Every picture is to be removed, and all the data is to be copied exactly.

RECORDS:
+-------+

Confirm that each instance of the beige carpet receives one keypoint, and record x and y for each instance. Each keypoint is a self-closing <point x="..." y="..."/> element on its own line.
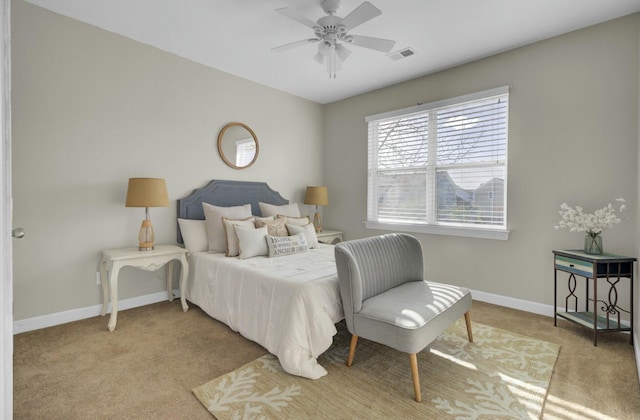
<point x="500" y="375"/>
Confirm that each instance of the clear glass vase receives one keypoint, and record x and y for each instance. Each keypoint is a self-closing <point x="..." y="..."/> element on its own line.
<point x="593" y="244"/>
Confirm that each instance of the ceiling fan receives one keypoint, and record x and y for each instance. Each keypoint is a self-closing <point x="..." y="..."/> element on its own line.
<point x="332" y="32"/>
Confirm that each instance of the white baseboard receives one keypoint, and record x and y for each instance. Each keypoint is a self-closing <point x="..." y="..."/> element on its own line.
<point x="58" y="318"/>
<point x="45" y="321"/>
<point x="513" y="303"/>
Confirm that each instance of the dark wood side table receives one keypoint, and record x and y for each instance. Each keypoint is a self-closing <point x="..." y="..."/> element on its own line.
<point x="604" y="317"/>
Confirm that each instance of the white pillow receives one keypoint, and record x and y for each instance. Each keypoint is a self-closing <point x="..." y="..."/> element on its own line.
<point x="232" y="238"/>
<point x="194" y="235"/>
<point x="298" y="221"/>
<point x="215" y="229"/>
<point x="251" y="241"/>
<point x="309" y="232"/>
<point x="272" y="210"/>
<point x="286" y="245"/>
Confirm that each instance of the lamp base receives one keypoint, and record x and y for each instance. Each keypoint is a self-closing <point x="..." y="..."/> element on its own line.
<point x="317" y="222"/>
<point x="146" y="237"/>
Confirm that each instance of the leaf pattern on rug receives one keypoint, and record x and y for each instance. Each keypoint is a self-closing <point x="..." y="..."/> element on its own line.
<point x="237" y="387"/>
<point x="501" y="375"/>
<point x="492" y="402"/>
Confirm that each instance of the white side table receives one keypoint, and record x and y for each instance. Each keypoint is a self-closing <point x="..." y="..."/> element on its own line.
<point x="328" y="236"/>
<point x="114" y="259"/>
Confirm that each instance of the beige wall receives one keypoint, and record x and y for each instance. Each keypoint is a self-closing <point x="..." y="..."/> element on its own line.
<point x="573" y="136"/>
<point x="90" y="110"/>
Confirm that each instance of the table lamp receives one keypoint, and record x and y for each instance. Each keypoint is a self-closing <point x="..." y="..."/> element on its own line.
<point x="319" y="197"/>
<point x="147" y="192"/>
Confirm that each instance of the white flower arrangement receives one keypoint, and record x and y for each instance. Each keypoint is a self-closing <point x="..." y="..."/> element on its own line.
<point x="576" y="220"/>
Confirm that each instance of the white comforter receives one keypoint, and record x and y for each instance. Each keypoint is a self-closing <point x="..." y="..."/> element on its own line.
<point x="287" y="304"/>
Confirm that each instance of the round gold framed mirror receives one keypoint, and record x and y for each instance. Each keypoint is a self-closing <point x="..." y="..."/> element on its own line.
<point x="238" y="145"/>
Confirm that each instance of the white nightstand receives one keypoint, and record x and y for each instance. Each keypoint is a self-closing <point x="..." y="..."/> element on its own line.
<point x="114" y="259"/>
<point x="329" y="236"/>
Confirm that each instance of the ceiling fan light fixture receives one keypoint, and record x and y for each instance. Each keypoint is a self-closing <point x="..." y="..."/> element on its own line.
<point x="325" y="47"/>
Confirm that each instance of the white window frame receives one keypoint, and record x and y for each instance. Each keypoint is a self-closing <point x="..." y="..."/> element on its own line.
<point x="431" y="225"/>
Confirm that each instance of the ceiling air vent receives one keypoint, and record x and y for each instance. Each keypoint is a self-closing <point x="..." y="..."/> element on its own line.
<point x="401" y="54"/>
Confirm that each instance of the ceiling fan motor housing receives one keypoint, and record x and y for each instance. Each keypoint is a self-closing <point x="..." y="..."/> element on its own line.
<point x="330" y="6"/>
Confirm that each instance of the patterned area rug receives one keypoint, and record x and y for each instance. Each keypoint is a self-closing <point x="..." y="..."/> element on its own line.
<point x="499" y="375"/>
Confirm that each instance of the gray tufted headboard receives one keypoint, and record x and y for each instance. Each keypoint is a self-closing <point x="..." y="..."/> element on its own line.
<point x="226" y="194"/>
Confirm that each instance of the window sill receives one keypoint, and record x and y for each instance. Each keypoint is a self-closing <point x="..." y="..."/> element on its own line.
<point x="497" y="234"/>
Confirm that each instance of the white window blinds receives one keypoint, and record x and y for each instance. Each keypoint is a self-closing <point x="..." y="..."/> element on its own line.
<point x="441" y="163"/>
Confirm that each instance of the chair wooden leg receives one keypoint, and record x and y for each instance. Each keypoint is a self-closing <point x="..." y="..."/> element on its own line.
<point x="413" y="360"/>
<point x="467" y="320"/>
<point x="352" y="349"/>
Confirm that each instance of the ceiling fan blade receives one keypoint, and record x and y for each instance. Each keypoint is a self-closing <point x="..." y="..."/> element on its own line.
<point x="366" y="11"/>
<point x="342" y="52"/>
<point x="378" y="44"/>
<point x="292" y="14"/>
<point x="295" y="44"/>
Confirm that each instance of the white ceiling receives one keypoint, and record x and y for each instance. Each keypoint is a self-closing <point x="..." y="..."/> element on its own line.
<point x="236" y="36"/>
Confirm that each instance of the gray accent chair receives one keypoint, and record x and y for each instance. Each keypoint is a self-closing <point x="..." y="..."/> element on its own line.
<point x="387" y="300"/>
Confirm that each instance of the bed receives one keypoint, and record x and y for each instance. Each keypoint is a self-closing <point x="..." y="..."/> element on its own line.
<point x="288" y="304"/>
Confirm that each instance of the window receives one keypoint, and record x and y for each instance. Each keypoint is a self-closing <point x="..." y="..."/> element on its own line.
<point x="441" y="167"/>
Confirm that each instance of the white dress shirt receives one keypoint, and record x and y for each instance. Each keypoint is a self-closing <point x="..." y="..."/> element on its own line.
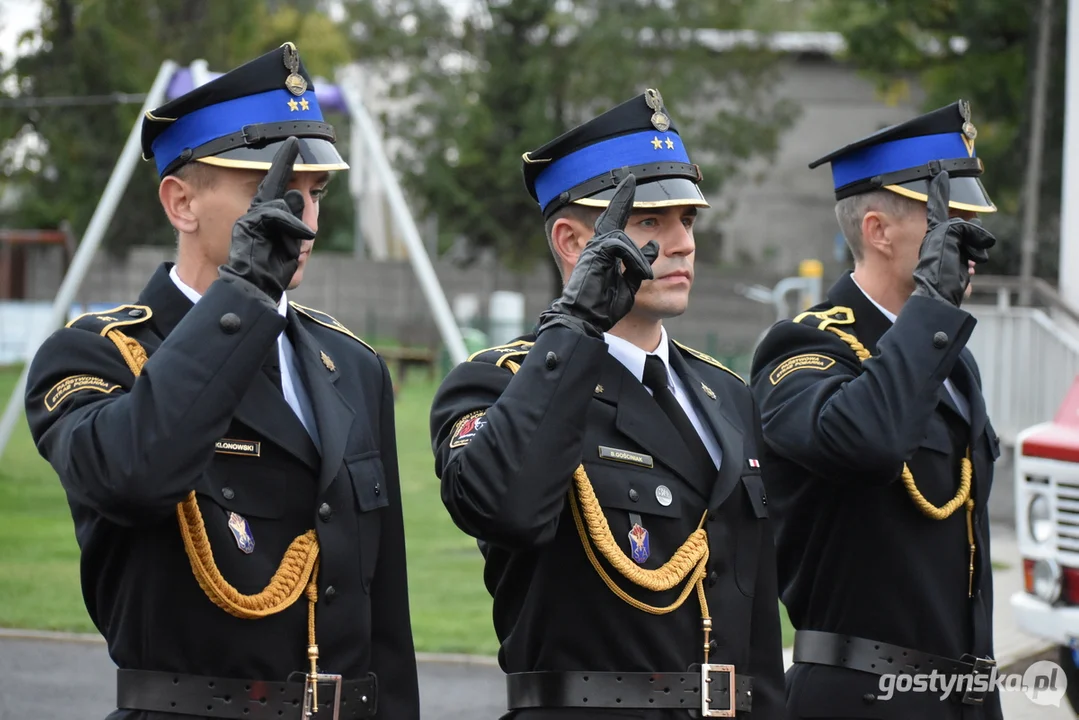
<point x="632" y="357"/>
<point x="296" y="394"/>
<point x="959" y="399"/>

+-------+

ANSWER BOX:
Confirm that each instance of the beige carpet receives one keypoint, and record x and y for each instance. Each keypoint is a self-closing <point x="..." y="..."/> element on its own line.
<point x="500" y="375"/>
Confirm that each instance of the clear glass vase receives one keypoint, and record x and y for each instance. Each keypoint is a self-closing <point x="..." y="..."/> element on its own line.
<point x="593" y="244"/>
Confirm that each instance of the ceiling fan receives one keypoint, and record x and y for each instance. Each keypoint is a self-closing <point x="..." y="..."/> element on its own line.
<point x="332" y="32"/>
Confirm that each instance of the white baseboard receives one keypoint, and record x and y for each instance. Each keypoint is a self-closing <point x="..." y="..."/> element on its own line.
<point x="58" y="318"/>
<point x="45" y="321"/>
<point x="513" y="303"/>
Confirm that each instance of the dark wood side table receives one keypoint, and record x and y for each instance. Each keypoint is a self-closing <point x="..." y="..."/> element on its own line.
<point x="604" y="317"/>
Confirm that each instance of the white pillow receives one keypoint, and record x and y for each instance. Each keypoint is a self-closing <point x="..." y="..."/> element on its own line.
<point x="232" y="238"/>
<point x="194" y="235"/>
<point x="298" y="221"/>
<point x="215" y="229"/>
<point x="251" y="241"/>
<point x="309" y="232"/>
<point x="272" y="210"/>
<point x="286" y="245"/>
Confirm that each instance of the lamp base receives one keypoint, and record x and y for each instance. Each keypoint is a self-closing <point x="..." y="..."/> element on its own line.
<point x="317" y="222"/>
<point x="146" y="237"/>
Confirm that each instance of the leaf pattern on rug receives one keypoint, and record x and y for each instance. Each keypoint is a self-closing <point x="..." y="..."/> element on its own line.
<point x="237" y="387"/>
<point x="501" y="375"/>
<point x="492" y="402"/>
Confirm that each instance of the white side table receives one keypoint, and record x and y for each instance. Each keypoint is a self-closing <point x="..." y="..."/> element on its own line.
<point x="328" y="236"/>
<point x="114" y="259"/>
Confirm that each instance of the beige wall receives one keypoint, and record x and y for each instance. Each keypoint is a self-closing <point x="..." y="..."/> element on its own line.
<point x="573" y="136"/>
<point x="90" y="110"/>
Confirm that each instance of the table lamp receives one keypoint, and record x and y for each instance. Each keypoint is a self-closing <point x="..." y="..."/> element on its own line.
<point x="319" y="197"/>
<point x="147" y="192"/>
Confirm that each instance of the white flower arrangement receives one keypoint, and record x and y for each instance. Each keypoint is a self-closing <point x="..." y="..."/> element on its own line.
<point x="576" y="220"/>
Confirm that each instance of the white comforter receives one keypoint, and record x and y for each instance. Each keypoint is a self-closing <point x="..." y="..."/> element on its own line.
<point x="287" y="304"/>
Confirm that each instance of the round gold framed mirror receives one keypoint, and record x and y for each instance. Each keypoint is a self-closing <point x="..." y="..."/> element on its own line.
<point x="238" y="145"/>
Confirm that each instance of the white nightstand receives one keypoint, and record x and y for each instance. Each keypoint is a self-closing <point x="..." y="..."/> element on its own line.
<point x="114" y="259"/>
<point x="329" y="236"/>
Confirm that each instance of the ceiling fan light fixture receives one keypoint, and record x and y for each instance. Each keypoint is a self-closing <point x="..." y="..."/> element on its own line.
<point x="325" y="47"/>
Confirm that each instance of the white window frame receives one keypoint, and record x and y for each instance. Each keypoint is a self-closing <point x="..." y="..."/> element on its own line.
<point x="431" y="225"/>
Confirm that each instance of the ceiling air vent receives one keypoint, and record x and y for each instance. Each keypoint is a self-closing <point x="..." y="..."/> element on its own line.
<point x="401" y="54"/>
Confirm that each instance of the ceiling fan motor housing receives one keypoint, and record x and y for each instance. Each keypoint is a self-closing <point x="..." y="..."/> element on its own line.
<point x="330" y="6"/>
Confirm that each instance of the patterned area rug receives one keypoint, and record x and y for each instance. Each keypoint is a self-closing <point x="..." y="..."/> element on its own line.
<point x="499" y="375"/>
Confirm that each instance of the gray tufted headboard receives one keypoint, and record x and y for each instance. Each keypoint is a self-closing <point x="..." y="..."/> element on its own line.
<point x="226" y="194"/>
Confirm that each instance of the window sill receives one keypoint, and record x and y for each instance. Each keypoint is a self-closing <point x="..." y="..."/> element on its own line.
<point x="497" y="234"/>
Confirm that each instance of the white window blinds receives one keypoint, and record x and y for each instance. Each keypoint is a self-closing <point x="..." y="..."/> element on its own line.
<point x="441" y="163"/>
Confirm that each instance of the chair wooden leg receives one keypoint, and record x and y for each instance. Each keypoint is a self-closing <point x="..." y="..."/> element on its own line.
<point x="413" y="360"/>
<point x="467" y="320"/>
<point x="352" y="349"/>
Confirm that each instance of the ceiling fan blade receives one keypoint, and record x and y for each instance. Each keypoint is a self-closing <point x="..." y="..."/> element on its own line.
<point x="366" y="11"/>
<point x="342" y="52"/>
<point x="378" y="44"/>
<point x="292" y="14"/>
<point x="295" y="44"/>
Confirm that each instance of the white ceiling receives one keypoint, and record x and y for each instance. Each keypoint is a self-closing <point x="..." y="..."/> element on its own line.
<point x="236" y="36"/>
Confirm that each instance of the gray accent chair receives one keypoint, and record x and y for each instance. Each keypoint is a self-closing <point x="..." y="..."/> element on its own line.
<point x="387" y="300"/>
Confirm that each instance of the bed receives one keypoint, and record x and y for each instance. Each keypoint is a self-closing <point x="..." y="..."/> element on its own line.
<point x="288" y="304"/>
Confirm that each instance of the window receives one keypoint, and record x and y for each instance. Each keypoint is a self-closing <point x="..." y="..."/> element on its own line.
<point x="441" y="167"/>
Confirm that each instance of the white dress shirt receives one keypoint, and record x and y for each instance. Each keypoint is a self-closing <point x="..." y="..."/> element on its own line.
<point x="632" y="357"/>
<point x="296" y="394"/>
<point x="959" y="399"/>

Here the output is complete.